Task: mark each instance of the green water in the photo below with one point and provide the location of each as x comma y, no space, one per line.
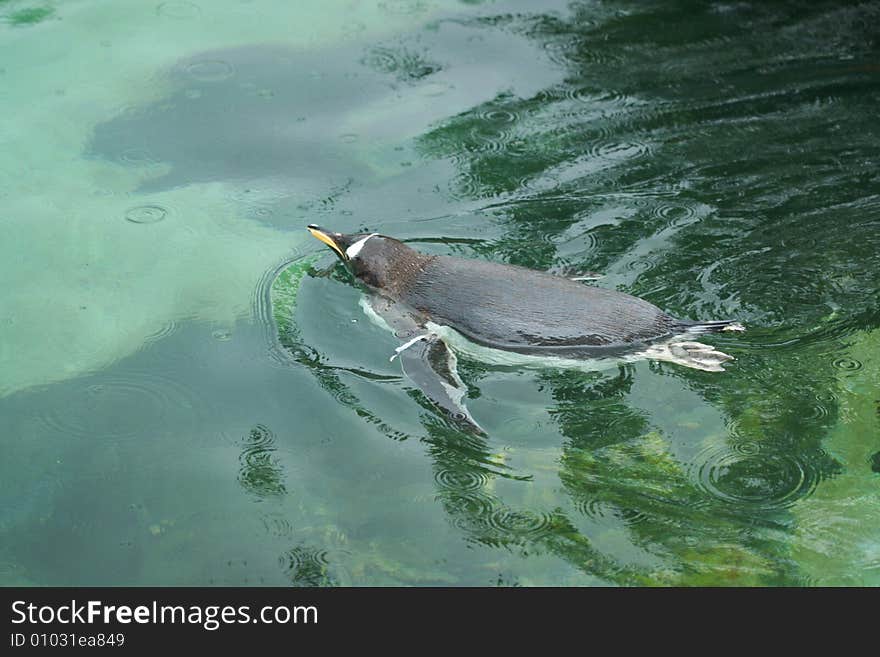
191,394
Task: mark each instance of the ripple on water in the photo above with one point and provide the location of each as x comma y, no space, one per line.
123,406
674,214
307,566
465,186
460,480
140,157
499,116
146,214
523,524
754,476
618,150
847,364
592,508
277,525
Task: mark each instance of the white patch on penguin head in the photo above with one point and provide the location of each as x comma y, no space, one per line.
355,248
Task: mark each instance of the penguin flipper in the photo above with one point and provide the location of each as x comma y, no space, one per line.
431,365
426,360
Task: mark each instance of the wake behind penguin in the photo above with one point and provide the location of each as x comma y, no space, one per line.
508,314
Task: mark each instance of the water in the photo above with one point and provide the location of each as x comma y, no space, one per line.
191,394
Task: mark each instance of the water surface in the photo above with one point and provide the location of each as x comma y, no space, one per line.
191,394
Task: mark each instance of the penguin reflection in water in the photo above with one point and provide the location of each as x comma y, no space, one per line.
505,314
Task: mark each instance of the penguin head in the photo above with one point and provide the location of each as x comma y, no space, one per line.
374,259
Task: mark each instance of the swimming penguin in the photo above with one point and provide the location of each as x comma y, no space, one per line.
508,314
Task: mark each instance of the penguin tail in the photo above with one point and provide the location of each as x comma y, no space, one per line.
719,326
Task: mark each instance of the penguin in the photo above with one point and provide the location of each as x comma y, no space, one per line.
505,314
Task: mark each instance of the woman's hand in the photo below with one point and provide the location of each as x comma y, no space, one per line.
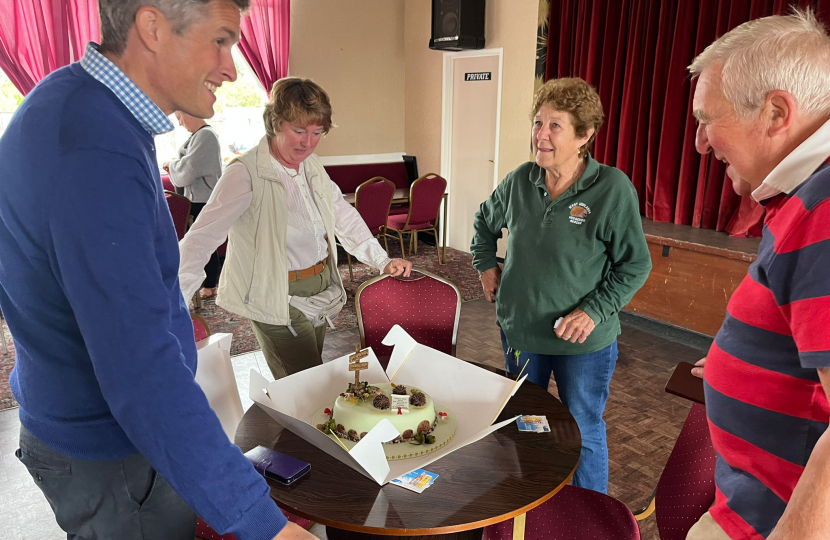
575,327
397,267
490,283
697,371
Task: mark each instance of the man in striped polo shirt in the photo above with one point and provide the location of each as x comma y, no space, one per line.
763,104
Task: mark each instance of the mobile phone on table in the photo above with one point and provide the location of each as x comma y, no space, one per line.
277,466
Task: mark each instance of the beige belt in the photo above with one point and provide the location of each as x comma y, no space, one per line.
296,275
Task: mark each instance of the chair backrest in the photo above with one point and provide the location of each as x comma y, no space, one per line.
200,327
425,196
349,177
180,210
686,488
426,306
372,201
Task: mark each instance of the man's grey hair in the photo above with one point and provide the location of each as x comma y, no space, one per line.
782,52
118,17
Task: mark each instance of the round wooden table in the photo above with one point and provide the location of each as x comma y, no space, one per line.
501,476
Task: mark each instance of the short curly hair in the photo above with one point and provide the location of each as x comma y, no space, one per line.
298,101
577,98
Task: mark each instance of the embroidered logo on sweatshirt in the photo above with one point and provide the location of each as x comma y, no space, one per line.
579,213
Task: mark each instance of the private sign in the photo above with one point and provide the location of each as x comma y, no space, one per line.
484,76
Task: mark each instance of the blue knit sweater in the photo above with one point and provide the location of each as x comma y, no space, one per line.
89,285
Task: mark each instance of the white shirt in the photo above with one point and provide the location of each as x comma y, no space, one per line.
797,166
306,243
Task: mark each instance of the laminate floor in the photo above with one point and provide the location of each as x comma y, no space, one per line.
643,421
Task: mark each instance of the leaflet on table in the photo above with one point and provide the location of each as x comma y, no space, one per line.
417,480
475,396
534,423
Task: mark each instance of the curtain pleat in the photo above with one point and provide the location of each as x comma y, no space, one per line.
636,54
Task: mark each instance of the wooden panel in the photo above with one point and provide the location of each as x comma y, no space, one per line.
703,240
688,288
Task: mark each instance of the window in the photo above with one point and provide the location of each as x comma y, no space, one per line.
237,119
10,99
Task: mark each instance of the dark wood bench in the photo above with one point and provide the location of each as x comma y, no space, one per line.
695,272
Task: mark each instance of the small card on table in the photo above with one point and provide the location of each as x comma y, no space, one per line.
536,424
417,480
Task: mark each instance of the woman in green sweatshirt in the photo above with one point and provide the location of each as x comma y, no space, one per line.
575,252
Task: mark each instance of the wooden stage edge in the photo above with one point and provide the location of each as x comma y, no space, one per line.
694,273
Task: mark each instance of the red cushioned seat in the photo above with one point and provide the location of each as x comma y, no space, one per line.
426,306
425,196
573,514
398,222
372,201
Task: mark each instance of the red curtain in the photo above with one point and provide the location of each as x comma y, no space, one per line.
635,52
84,25
265,38
40,36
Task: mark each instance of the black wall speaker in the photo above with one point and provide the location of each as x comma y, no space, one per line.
457,25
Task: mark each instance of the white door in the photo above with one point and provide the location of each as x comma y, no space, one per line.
473,124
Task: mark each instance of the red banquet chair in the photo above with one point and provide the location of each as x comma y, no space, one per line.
426,306
685,491
425,196
180,210
372,200
572,514
686,488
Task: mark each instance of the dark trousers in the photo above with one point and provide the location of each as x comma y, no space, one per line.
106,500
212,268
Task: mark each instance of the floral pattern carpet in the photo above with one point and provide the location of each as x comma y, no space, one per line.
458,269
+--
**GIVEN INSTRUCTION**: Rewrite all the records with "photo" swapped for "image" wherever it appears, keeping everything else the same and leaving out the pictures.

**REPLY**:
Task: mark each instance of the green water in the image below with one point and provide the location of each as x comma y, no space, one per line.
191,394
Task: mark each instance of the ripple on water in the image above with one point and provide the location of each as x comma y, no space, one per line.
123,406
674,214
307,566
465,186
460,480
140,157
499,116
146,214
523,524
754,476
618,150
847,364
592,508
277,525
Task: mark each instance of the white patch on penguin head in the image above with one point and provide the location of each as x comma y, no space, one per line.
355,248
Task: mark each instance of the penguin flipper in the image above with one point and provide the location of each as x comma y, no space, one per line.
431,365
426,360
Task: mark each instance of the wake behind penguin in the image above with one point and provide the location of each as x comma y, no space, one per line.
508,314
Task: mark each instance of the water in the image above with one point and provide the location of each as x comma y, no space, one per line.
191,394
Task: mark each instance of the water surface in the image above with one point and provide the location of each as x comma y, no space, one per line.
191,394
Task: mark each instance of the penguin reflection in water in the image above with one point and provide the location of each as x comma y, no space, one per line.
505,314
Task: mark each instance of the penguin head in the image above with one point and provide the location of each as x comma y, no space, one per line.
374,259
Task: mark each instance of the swimming penguin in the image above with one point and provide the location of each as x comma y, no space, one per line.
508,314
Task: mark each instance of the penguin tail in the image above with one point and provide the location of each as x comma y, no space, one per line.
719,326
Task: mark each instance of the penguin in the image above with one point and provide the location of each as x comma y, no space, one per line.
505,314
Task: mark each instance of the woman's hand in the image below with one point and provide the location of each as x comma y, no space, one per line.
575,327
397,267
490,283
697,371
Task: mark each instance of the man in striped polo shirt in the image above with one point and provide the location of each as x comma y, no space, one per line.
763,104
Task: mark each instance of the mobile phone on table in the image above with one point and provide the location of each as x comma y, no space, one per line.
277,466
Task: mark each instance of the beige belt in the image above with one point and provide the location of each as x comma y, no space, one per line.
296,275
Task: mark each instance of the chair backrest in the image above with one point and provide the location of each as x comma y, no space, one per line.
200,327
425,196
349,177
180,210
686,488
426,306
372,201
Task: mark each instance of the man's grey hair in the image above with one point and provide the location of each as x comma y, no space, one per line.
782,52
118,17
Task: mark each instance of the round wooden table in the image above with one point and provide the location of each as x comma y, no space, one per line.
501,476
Task: mark each instance of the short curly hair in the image above with one point and provide the location of each as x comma y, no space, one per line.
298,101
577,98
Task: mark each instance of the embroidered logo on sweatshirt in the image above with one point and provide the location of each as x comma y, no space, one per line.
579,213
Task: mark each instance of the private sign in the image above with one point and provide the location of each as x comma y, no space, one per line.
484,76
Task: mark each instance of the blue knit sweater in the image above with one point and provide the location of each as x comma y, no space, one per line.
89,285
Task: mark each instance of the white shirt in the image above with one point and provide the location of each as x comma y, no space, one per line.
797,166
306,243
Task: mark each instance of the laminate floor in the image above with one point and provide the location of each as x comma y, no space, one per line.
643,421
Task: mark each instance of the leaflet on table in the image above with one point and provide the location of each as x comma y, no space, one per line.
417,480
475,396
534,423
Task: mark each instance of the curtain pleat in the image above with one point and provide the location of each as x comma y, no space, one per line.
636,54
Task: mark each instance of the wooden panel in the image above with one point and provide the location of each as x comma y, no space, one per line.
703,240
688,288
Task: mark each instance of the window in the image above with one point and provide the location of each as x comma y, no space, one per line.
237,119
10,99
Task: mark each instance of the dark wood bench in the image above with one point and provide the location of each as x comma y, no space, one per line.
695,272
Task: mark each instance of the small card on table in the image above with one point and provide the location of each as x comma y, no space, one per line.
536,424
417,480
Task: mark each instance of the woman in green sweatshirt in the image above with one point and provide the location of each as x comma y, no space, one per line.
575,252
Task: mark each instance of the wooden stage edge in the image above with one point and provide the location of each as x comma y, no space, one per line.
694,273
Task: mark each instance of the red cushioned seat in the image above with one point and provide the location of each as x comma y, no space, one per line.
426,306
425,196
573,514
398,222
372,201
Task: mark each instance of the red curtain in the image above with one point and provide the location of each as x comma y, no space, one per line.
635,52
84,25
265,38
40,36
Task: mark each instance of the black wall speaker in the image above with one point and provide the location of each as x comma y, no space, one per line.
457,25
Task: mark each instance of the white door in the image above with one point and provide the location of each as x comma y, no space, one per line.
473,124
Task: mark each instance of the red banquet chair in the image above with one point and provide the location of each as x comma y, no space, one per line.
426,306
685,491
425,196
180,210
372,200
572,514
686,488
Task: mark each instance of the dark trousers in the image above with one point and provide the location of each as x comma y, no space, one per line.
106,500
212,268
Task: mark each instance of the floral pattern carpet in the image above with one point and provide the location of each as x comma y, no space, one per line.
458,269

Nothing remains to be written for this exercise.